▸ TASK INSTRUCTIONS: Reproduce the data below word for word, leaving out the picture.

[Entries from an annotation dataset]
┄┄┄┄┄┄┄┄┄┄┄┄┄┄┄┄┄┄┄┄

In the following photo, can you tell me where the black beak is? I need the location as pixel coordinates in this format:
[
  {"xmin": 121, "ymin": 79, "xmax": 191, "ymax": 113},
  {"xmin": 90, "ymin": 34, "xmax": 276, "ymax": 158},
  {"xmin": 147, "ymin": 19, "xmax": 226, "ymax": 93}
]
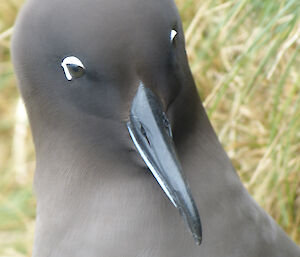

┄┄┄┄┄┄┄┄┄┄┄┄┄┄┄┄┄┄┄┄

▸ SOLUTION BELOW:
In the following photo, can you tell me where the black beak is? I need the location as pixel coordinates in this format:
[
  {"xmin": 121, "ymin": 79, "xmax": 191, "ymax": 113},
  {"xmin": 90, "ymin": 34, "xmax": 276, "ymax": 158},
  {"xmin": 147, "ymin": 19, "xmax": 226, "ymax": 93}
]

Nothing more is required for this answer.